GOAL
Only the lines from the one containing "Spot the tie" through the final line of the material below should be output, exactly as they stand.

BEGIN RECORDS SHOWN

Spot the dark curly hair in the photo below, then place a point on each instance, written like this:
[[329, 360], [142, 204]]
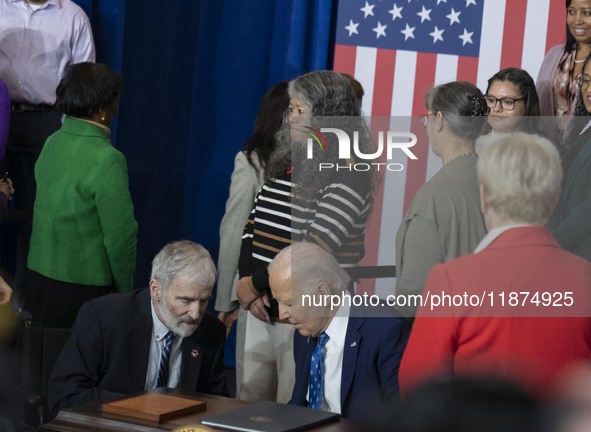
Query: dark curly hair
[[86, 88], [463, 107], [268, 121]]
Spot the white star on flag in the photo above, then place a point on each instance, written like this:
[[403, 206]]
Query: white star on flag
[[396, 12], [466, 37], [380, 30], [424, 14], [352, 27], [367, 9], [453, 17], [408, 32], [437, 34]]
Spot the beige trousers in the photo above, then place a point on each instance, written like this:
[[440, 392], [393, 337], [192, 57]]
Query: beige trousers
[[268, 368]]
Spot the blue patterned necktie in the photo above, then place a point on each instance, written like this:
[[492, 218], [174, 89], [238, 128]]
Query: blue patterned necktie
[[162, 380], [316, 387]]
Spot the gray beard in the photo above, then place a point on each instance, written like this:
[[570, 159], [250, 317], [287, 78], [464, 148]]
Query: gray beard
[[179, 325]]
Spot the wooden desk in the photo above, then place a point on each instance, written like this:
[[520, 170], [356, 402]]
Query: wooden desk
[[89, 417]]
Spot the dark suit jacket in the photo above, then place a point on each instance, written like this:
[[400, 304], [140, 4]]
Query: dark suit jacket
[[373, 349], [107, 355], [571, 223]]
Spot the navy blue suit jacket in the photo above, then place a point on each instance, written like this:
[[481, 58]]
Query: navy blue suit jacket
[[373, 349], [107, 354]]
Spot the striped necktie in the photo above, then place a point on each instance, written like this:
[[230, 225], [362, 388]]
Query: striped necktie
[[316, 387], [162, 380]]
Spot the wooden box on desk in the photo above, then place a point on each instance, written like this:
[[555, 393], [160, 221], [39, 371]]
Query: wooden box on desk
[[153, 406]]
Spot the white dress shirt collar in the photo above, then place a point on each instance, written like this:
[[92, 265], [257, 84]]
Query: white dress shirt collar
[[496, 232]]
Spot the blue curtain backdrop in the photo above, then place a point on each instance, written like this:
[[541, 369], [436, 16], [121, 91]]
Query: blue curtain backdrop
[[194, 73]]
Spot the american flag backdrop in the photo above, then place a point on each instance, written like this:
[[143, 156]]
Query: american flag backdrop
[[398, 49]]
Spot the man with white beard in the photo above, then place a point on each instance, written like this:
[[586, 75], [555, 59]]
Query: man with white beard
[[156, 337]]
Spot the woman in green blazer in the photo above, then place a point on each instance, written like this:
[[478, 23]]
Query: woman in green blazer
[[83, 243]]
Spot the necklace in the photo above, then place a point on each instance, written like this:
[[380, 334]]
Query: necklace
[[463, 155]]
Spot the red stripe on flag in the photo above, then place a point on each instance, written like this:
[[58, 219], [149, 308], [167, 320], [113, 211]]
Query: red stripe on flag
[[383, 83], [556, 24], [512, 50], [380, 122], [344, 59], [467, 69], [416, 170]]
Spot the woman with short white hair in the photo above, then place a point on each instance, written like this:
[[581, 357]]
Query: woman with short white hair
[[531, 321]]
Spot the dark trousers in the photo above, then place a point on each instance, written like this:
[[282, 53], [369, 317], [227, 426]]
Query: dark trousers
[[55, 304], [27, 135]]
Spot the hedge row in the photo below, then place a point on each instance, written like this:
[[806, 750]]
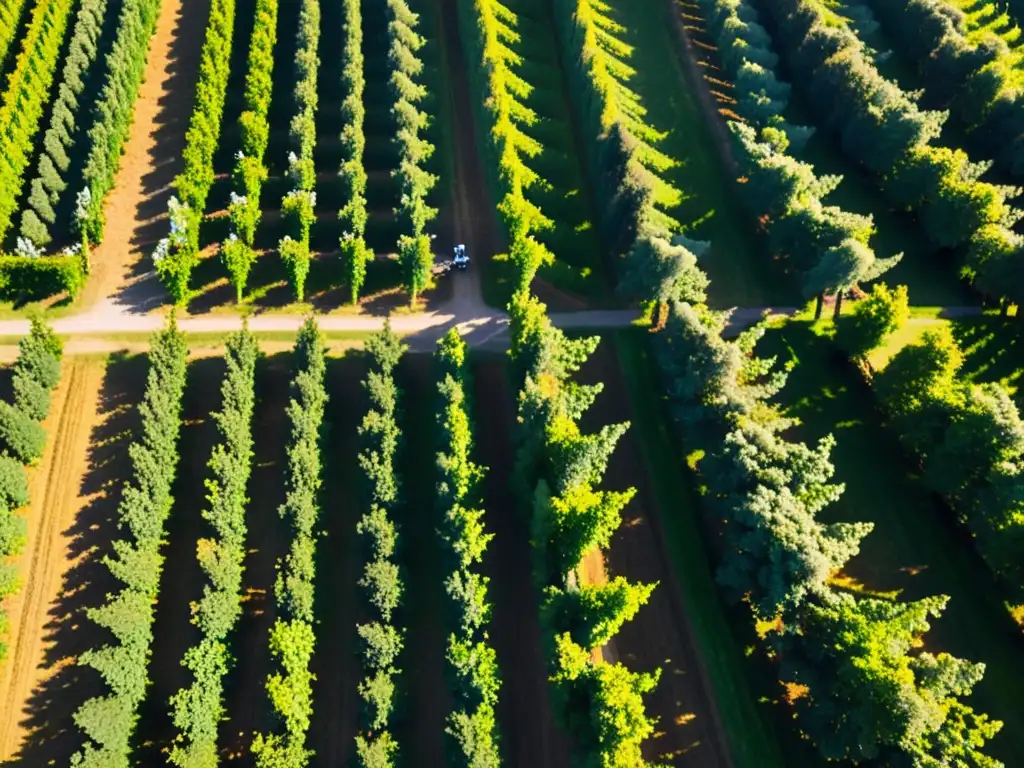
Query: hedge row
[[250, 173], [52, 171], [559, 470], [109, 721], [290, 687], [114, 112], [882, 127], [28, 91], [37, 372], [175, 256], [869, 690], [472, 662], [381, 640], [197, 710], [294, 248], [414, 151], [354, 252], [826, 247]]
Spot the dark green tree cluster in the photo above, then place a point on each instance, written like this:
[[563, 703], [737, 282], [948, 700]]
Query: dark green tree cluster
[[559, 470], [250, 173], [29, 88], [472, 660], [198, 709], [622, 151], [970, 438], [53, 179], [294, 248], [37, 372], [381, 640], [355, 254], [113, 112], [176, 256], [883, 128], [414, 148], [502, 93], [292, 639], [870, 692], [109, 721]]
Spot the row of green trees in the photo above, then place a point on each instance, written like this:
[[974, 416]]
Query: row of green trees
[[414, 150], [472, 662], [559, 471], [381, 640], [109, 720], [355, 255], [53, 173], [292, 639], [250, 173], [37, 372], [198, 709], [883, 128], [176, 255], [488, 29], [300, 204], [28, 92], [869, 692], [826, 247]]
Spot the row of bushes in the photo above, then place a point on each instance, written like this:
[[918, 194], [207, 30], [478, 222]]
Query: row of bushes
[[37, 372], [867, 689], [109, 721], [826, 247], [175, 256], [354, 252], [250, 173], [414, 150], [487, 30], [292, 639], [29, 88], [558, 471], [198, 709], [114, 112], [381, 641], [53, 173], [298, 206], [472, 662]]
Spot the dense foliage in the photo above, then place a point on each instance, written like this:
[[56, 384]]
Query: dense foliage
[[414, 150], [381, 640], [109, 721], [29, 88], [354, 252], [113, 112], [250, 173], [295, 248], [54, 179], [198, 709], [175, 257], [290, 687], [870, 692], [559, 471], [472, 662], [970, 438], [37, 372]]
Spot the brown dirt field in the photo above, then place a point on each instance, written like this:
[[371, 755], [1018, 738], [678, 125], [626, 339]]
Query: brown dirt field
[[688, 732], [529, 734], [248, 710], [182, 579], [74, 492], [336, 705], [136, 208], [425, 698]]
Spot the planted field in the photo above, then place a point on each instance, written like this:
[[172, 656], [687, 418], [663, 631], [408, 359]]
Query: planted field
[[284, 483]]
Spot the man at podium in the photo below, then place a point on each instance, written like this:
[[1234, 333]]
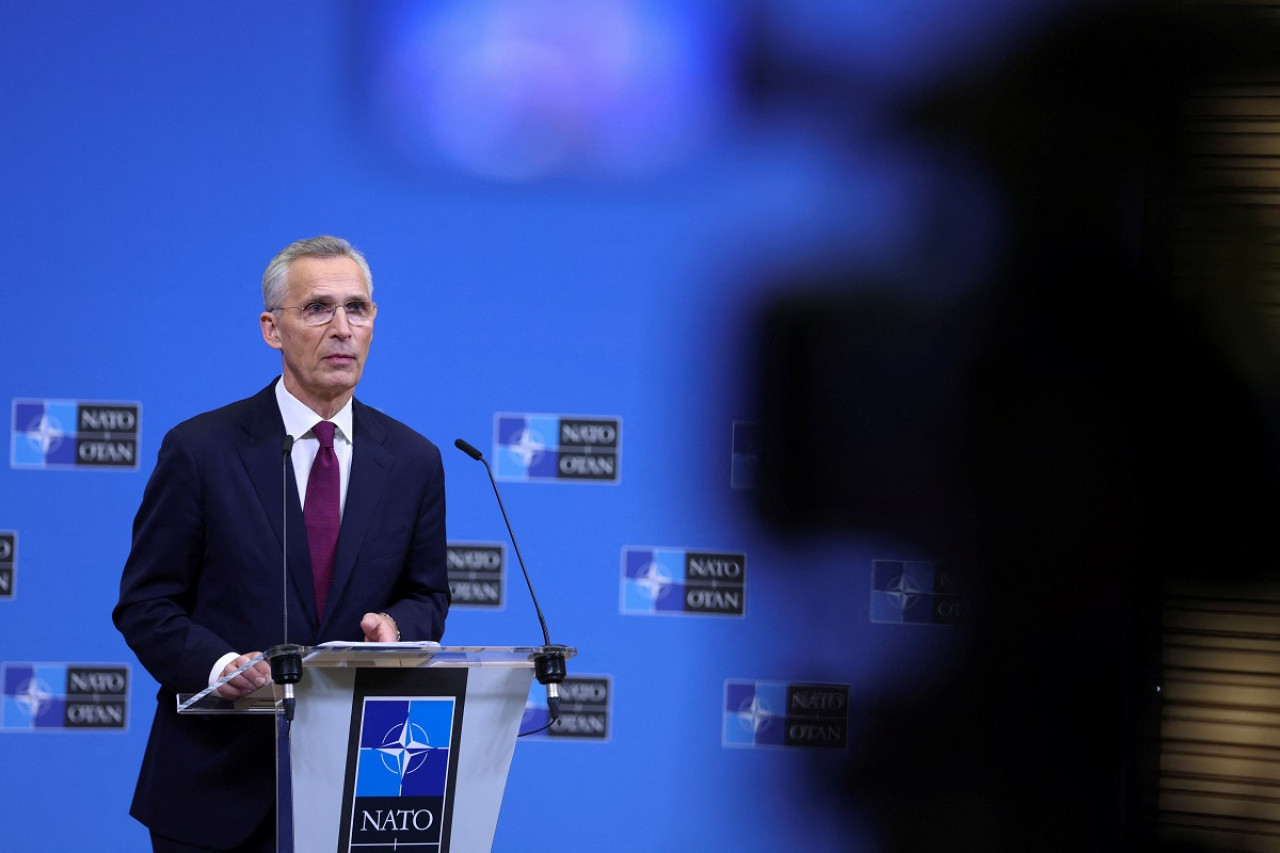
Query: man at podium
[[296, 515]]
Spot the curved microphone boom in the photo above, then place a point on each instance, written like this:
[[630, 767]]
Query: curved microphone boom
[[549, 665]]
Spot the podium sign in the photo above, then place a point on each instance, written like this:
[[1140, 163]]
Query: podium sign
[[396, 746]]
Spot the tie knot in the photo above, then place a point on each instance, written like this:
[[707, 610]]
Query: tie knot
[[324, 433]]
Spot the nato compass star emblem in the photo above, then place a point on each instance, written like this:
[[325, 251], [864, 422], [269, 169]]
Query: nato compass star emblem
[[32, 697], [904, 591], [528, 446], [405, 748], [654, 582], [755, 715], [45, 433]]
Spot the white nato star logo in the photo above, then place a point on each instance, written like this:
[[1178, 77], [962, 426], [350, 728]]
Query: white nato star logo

END RECORDS SHOWN

OUTPUT FOR THIS TASK
Spot the tie knot in the photo above, then place a point on each instance, written like this:
[[707, 610]]
Query: tie knot
[[324, 433]]
Spot the nato compass star emblem in the photo above, then place a point on each instance, written like this:
[[325, 251], [864, 422], [269, 169]]
Query: nato compass star emblem
[[32, 697], [904, 591], [528, 446], [405, 748], [654, 582], [755, 715], [45, 433]]
Spot the white nato star logo in the photo above, then place a point on each instance, written like this:
[[1178, 77], [962, 426], [350, 728]]
Query: white nato star logo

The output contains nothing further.